Text provided Start Marker
University of Illinois collaborates with Mayo Clinic to
Revolutionize Genomic Data Analysis
Today’s researchers, working with the advantages of new,
sophisticated laboratory technology, have unleashed a river of
valuable biomedical data—much more, in fact, than many of them have
the tools to properly analyze, or the capacity to
store. In 2012, the National Institutes of Health
created the Big Data to
Knowledge (BD2K) initiative to enable efforts to harness the
potential of this flood of information. As part
of the first wave of BD2K funding, the University of Illinois at
Urbana-Champaign and Mayo
Clinic have now received a $9.34M, 4-year award to create one
of several new Centers of Excellence for Big Data Computing.
The NIH initiative encompasses a broad range of “big data”
types, including collections of high-resolution research images or
real-time recordings of complex biological
phenomena. The Illinois-Mayo Center, to be
located on the Urbana-Champaign campus, will focus on the
analytical challenges posed by the rapidly growing body of genomic
and transcriptomic data produced by genome-wide, high-throughput
experimental technologies.
The Center’s research goal is to create a revolutionary
analytical tool that allows any biomedical researcher to place a
gene-based data set in the context of “community knowledge,” the
entire body of previously published gene-related data.
This broad context for individual data sets will
offer new functional insights for the genes being
studied. The proposed Knowledge Engine for
Genomics, or KnowEnG, will be unique in its integration of many
disparate sources of gene data to increase its analytical power, as
well as in its planned scalability—the tool will be designed to
accommodate the continued growth of genomic community knowledge,
and the increasing computational infrastructure required to work
with genomic data.
Text provided End Marker
Data section Start Marker
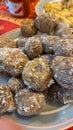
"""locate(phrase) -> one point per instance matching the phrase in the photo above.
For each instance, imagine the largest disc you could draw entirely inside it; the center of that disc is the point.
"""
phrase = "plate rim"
(35, 127)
Data section End Marker
Activity.
Please condense the text about the Illinois-Mayo genomics center into two sentences.

Completed exercise.
The University of Illinois at Urbana-Champaign and Mayo Clinic have received a $9.34M, 4-year award under the NIH's Big Data to Knowledge (BD2K) initiative to create a Center of Excellence for Big Data Computing on the Urbana-Champaign campus. The Center will focus on the analytical challenges of genomic and transcriptomic data by building the Knowledge Engine for Genomics, or KnowEnG, a scalable tool that lets any biomedical researcher place a gene-based data set in the context of previously published gene-related data to gain new functional insights.